--- START Article ---

Some people think this column is a web log, but it isn't. For one thing, it predates web logs and I'm hoping will post-date them, too. Google News classifies what I am doing here as a web log even though I predate Google, itself, by more than a decade and don't see my work that way at all. I use too darned many words to be a web log, for one thing, and too darned few links. If I write anything really newsworthy, which I like to think that I do from time to time, the only way Google News will show it is if one of their 4500 REAL news sites mentions me. Otherwise, I don't exist, or more properly I exist only in a blogosphere that I, in turn, refuse to acknowledge. I'm odd that way.

All of this came to mind when Joe Reger came by for lunch this week. Joe writes web logging software used by about 5,000 customers around the world, so he thinks about these things. And Joe thinks web logging will become the way we keep track of our lives. We'll keep our pictures, our thoughts, our schedules, even our work output all set in digital form against a web timeline. Where Joe goes beyond a lot of other thinkers in this space is in his desire to use web logging for more than just keeping track of stuff. Joe hopes to pioneer what essentially comes down to personal data mining. A "Regerized" web log would not only keep track of when you leave for work, but it would analyze past data and estimate how late you'll be or when would be the best time to depart for the quickest commute.

--- END Article ---

Tasks and exercises ::
• 1. Write out the part of the column about web logs starting at "All of this" and ending at "the quickest commute.".
• 2. In the column about web logs, how many customers use the web logging software Joe Reger writes?

--- START Dataset entries ---

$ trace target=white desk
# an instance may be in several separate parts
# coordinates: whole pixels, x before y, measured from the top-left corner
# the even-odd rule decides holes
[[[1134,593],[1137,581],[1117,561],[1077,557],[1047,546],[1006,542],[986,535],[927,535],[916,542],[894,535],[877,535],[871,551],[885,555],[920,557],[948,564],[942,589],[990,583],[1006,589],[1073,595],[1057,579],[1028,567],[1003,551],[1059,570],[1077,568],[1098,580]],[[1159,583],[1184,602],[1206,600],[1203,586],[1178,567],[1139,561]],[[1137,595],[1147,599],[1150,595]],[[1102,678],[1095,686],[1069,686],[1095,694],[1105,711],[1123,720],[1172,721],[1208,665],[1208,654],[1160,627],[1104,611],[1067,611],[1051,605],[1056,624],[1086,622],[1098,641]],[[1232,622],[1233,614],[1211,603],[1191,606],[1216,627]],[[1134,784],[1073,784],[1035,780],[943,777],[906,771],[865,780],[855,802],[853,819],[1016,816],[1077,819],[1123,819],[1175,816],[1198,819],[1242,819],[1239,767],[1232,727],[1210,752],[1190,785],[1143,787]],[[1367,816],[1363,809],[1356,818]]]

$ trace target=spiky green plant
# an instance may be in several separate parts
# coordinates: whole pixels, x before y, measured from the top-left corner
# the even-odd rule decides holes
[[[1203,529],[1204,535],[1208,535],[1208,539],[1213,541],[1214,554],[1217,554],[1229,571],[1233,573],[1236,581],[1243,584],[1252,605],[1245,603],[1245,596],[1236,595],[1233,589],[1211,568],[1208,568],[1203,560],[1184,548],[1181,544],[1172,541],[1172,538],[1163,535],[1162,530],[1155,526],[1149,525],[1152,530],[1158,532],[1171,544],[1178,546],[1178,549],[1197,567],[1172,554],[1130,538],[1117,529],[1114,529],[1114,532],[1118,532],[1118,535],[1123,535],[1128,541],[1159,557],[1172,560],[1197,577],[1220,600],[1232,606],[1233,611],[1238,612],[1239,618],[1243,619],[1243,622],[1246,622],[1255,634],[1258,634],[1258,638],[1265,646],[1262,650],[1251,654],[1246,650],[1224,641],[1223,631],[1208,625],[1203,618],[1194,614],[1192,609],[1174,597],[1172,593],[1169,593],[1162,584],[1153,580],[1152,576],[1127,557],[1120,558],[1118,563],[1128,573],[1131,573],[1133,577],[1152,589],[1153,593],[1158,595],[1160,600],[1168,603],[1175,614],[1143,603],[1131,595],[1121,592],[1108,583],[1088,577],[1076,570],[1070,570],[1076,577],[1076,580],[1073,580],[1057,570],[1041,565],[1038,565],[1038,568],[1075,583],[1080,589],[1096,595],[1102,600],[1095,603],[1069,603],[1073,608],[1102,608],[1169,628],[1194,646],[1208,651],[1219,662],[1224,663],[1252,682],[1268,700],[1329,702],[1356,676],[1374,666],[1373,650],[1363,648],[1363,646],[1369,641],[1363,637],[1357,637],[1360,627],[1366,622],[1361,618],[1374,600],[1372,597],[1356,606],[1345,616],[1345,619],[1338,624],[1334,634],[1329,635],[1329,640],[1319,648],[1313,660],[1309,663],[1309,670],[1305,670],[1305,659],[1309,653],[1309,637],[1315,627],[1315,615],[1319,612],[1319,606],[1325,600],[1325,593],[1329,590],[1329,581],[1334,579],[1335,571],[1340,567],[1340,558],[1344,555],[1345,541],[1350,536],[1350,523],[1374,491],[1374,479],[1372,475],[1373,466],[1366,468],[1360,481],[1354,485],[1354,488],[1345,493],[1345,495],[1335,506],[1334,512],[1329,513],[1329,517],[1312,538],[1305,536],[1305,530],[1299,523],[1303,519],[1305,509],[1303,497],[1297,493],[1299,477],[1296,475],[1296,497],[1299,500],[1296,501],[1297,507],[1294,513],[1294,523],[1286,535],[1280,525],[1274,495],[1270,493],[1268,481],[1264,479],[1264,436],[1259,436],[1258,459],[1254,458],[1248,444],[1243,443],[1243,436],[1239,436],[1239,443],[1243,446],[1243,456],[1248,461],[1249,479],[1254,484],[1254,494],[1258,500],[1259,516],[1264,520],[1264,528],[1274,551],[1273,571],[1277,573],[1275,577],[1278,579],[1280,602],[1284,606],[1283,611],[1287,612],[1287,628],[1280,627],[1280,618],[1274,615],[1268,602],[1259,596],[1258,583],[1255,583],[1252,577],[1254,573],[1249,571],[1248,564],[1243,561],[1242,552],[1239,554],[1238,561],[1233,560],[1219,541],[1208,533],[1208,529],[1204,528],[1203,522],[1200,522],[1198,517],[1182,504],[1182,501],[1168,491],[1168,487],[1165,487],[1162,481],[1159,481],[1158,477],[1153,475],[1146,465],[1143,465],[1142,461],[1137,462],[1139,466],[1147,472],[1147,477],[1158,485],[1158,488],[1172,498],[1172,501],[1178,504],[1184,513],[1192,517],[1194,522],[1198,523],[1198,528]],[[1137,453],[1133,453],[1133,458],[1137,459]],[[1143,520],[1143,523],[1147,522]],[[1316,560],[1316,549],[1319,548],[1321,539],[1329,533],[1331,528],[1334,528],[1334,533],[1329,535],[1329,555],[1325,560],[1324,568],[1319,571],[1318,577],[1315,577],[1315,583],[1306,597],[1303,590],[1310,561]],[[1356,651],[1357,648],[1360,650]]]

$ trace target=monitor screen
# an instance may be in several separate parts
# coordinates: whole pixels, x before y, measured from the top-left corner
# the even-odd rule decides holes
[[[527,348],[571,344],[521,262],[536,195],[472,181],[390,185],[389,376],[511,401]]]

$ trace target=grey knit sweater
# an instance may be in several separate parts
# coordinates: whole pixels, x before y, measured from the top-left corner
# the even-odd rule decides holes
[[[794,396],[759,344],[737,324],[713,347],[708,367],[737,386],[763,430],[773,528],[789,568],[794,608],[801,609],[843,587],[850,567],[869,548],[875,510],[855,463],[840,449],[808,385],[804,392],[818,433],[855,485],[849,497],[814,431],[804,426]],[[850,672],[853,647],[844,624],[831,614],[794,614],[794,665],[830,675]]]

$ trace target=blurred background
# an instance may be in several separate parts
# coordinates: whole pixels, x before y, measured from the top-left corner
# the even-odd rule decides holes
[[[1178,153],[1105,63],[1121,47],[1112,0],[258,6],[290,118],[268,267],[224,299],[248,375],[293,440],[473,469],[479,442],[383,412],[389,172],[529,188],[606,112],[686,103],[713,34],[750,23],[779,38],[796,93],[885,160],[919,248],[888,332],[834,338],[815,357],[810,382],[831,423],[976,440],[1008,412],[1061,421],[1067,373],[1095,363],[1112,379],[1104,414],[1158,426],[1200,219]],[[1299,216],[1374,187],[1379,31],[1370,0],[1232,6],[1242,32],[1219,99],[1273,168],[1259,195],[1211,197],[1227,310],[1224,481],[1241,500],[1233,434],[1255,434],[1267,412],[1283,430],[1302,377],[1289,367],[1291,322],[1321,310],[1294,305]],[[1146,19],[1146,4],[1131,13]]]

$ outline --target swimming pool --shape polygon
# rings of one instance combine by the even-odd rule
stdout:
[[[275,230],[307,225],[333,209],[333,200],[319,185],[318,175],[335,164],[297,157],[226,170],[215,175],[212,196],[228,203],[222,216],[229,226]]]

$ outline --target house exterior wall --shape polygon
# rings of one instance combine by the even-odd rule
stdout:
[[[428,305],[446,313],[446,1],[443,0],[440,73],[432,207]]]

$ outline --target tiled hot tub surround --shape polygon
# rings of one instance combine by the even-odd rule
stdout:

--- END Dataset entries ---

Outputs by task ::
• 1.
All of this came to mind when Joe Reger came by for lunch this week. Joe writes web logging software used by about 5,000 customers around the world, so he thinks about these things. And Joe thinks web logging will become the way we keep track of our lives. We'll keep our pictures, our thoughts, our schedules, even our work output all set in digital form against a web timeline. Where Joe goes beyond a lot of other thinkers in this space is in his desire to use web logging for more than just keeping track of stuff. Joe hopes to pioneer what essentially comes down to personal data mining. A "Regerized" web log would not only keep track of when you leave for work, but it would analyze past data and estimate how late you'll be or when would be the best time to depart for the quickest commute.

• 2. About 5,000 customers around the world.